Stored data

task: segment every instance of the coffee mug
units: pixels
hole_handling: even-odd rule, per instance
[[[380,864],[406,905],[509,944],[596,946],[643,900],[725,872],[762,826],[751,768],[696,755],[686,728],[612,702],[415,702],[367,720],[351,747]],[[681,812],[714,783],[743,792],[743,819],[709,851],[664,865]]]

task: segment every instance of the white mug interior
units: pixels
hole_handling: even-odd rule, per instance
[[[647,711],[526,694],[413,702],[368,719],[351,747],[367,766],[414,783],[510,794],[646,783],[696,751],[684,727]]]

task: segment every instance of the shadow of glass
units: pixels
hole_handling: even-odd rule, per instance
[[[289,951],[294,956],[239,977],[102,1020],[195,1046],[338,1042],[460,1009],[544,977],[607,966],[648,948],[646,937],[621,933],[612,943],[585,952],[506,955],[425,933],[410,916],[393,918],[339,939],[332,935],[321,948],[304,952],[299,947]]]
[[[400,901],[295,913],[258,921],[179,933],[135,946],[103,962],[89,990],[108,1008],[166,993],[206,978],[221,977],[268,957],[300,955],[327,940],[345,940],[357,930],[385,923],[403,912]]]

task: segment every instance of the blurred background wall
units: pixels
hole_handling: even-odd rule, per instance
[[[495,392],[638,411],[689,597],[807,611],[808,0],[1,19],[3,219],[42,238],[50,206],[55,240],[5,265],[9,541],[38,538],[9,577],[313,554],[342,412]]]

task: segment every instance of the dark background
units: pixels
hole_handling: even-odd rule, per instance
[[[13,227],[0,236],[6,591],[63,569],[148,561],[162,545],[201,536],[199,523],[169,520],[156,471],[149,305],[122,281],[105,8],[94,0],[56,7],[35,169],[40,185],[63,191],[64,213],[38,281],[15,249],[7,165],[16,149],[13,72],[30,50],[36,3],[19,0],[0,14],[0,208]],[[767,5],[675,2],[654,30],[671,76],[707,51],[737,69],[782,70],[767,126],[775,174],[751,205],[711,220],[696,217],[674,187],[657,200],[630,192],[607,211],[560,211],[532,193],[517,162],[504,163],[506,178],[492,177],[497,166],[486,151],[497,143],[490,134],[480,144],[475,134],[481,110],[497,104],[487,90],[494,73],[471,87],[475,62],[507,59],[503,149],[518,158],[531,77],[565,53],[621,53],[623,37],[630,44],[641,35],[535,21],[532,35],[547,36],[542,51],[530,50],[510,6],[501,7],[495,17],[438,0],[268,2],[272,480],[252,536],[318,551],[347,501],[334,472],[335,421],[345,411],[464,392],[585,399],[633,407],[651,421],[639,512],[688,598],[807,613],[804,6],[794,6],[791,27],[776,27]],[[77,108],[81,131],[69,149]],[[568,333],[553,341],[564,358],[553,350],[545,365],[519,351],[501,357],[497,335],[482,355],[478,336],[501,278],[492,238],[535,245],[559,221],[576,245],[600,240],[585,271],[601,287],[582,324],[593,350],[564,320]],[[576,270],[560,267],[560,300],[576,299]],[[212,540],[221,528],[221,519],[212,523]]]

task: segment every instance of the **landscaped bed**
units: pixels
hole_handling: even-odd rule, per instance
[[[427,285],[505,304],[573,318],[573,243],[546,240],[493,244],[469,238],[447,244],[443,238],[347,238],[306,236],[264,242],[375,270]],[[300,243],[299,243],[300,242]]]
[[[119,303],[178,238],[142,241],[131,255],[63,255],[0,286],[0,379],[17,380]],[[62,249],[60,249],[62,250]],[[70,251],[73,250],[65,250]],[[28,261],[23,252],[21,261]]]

Goal
Reproduce these lines verbatim, covering all of the data.

Exercise solution
task: segment every instance of the coffee mug
units: pixels
hole_handling: even-odd rule, per instance
[[[380,864],[406,905],[509,944],[596,946],[643,900],[725,872],[762,826],[751,768],[696,755],[686,728],[612,702],[415,702],[367,720],[351,747]],[[681,812],[714,783],[743,792],[743,819],[709,851],[664,865]]]

task: segment every instance of the white mug interior
units: pixels
hole_handling: even-odd rule, per instance
[[[647,711],[526,694],[413,702],[368,719],[351,747],[367,766],[414,783],[510,794],[646,783],[696,751],[684,727]]]

task: segment every instance of the shadow of glass
units: pixels
hole_handling: even-odd rule, per instance
[[[289,951],[294,956],[239,977],[102,1020],[195,1046],[338,1042],[460,1009],[544,977],[607,966],[648,948],[646,937],[621,933],[612,943],[585,952],[506,955],[425,933],[410,916],[393,918],[339,939],[332,935],[321,948],[304,952],[299,947]]]
[[[400,901],[295,913],[258,921],[179,933],[135,946],[103,962],[89,990],[108,1008],[166,993],[206,978],[221,977],[268,957],[300,955],[327,940],[345,940],[357,930],[385,923],[403,912]]]

task: segment every instance of the blurred background wall
units: pixels
hole_handling: even-odd rule, per instance
[[[495,392],[638,411],[689,597],[807,611],[808,0],[1,19],[3,219],[42,238],[50,206],[55,240],[5,265],[9,541],[38,538],[9,577],[313,554],[342,412]]]

task: segment every instance of the dark background
units: pixels
hole_handling: even-odd rule, per instance
[[[13,227],[0,236],[6,591],[63,569],[148,561],[162,545],[201,536],[199,523],[169,520],[156,471],[149,305],[122,281],[105,8],[94,0],[56,7],[35,169],[40,185],[63,191],[64,213],[38,281],[15,249],[7,165],[16,149],[13,72],[30,50],[36,3],[19,0],[0,14],[0,208]],[[767,5],[675,2],[654,30],[671,76],[707,51],[737,69],[782,70],[767,126],[775,174],[751,205],[711,220],[696,217],[674,187],[657,200],[630,192],[607,211],[560,211],[532,193],[517,162],[504,163],[506,178],[492,177],[497,166],[486,151],[497,143],[490,134],[480,144],[475,134],[481,110],[497,104],[487,90],[494,73],[471,87],[475,62],[507,59],[503,149],[518,158],[531,77],[565,53],[621,53],[623,37],[630,44],[641,35],[535,21],[532,35],[547,36],[542,51],[530,50],[510,6],[501,7],[495,17],[438,0],[268,2],[272,480],[252,536],[318,551],[347,501],[334,472],[335,421],[345,411],[464,392],[585,399],[633,407],[651,421],[639,512],[688,598],[807,613],[804,6],[794,6],[791,27],[776,27]],[[77,108],[81,131],[69,149]],[[568,333],[553,341],[564,358],[553,350],[545,365],[519,351],[501,357],[497,335],[482,355],[478,336],[501,278],[492,238],[535,245],[559,221],[576,245],[600,240],[585,271],[601,287],[582,324],[593,350],[564,320]],[[576,270],[560,267],[560,300],[576,299]],[[212,540],[221,528],[221,519],[212,523]]]

task: segment every instance of the **landscaped bed**
units: pixels
hole_handling: even-odd rule, per instance
[[[427,285],[505,304],[573,318],[573,243],[546,240],[493,244],[469,238],[447,244],[443,238],[347,238],[306,236],[264,242],[375,270]],[[300,243],[299,243],[300,242]]]
[[[119,303],[178,238],[142,241],[131,255],[63,255],[0,286],[0,379],[17,380]],[[62,249],[60,249],[62,250]],[[70,251],[73,250],[65,250]],[[28,261],[23,252],[21,261]]]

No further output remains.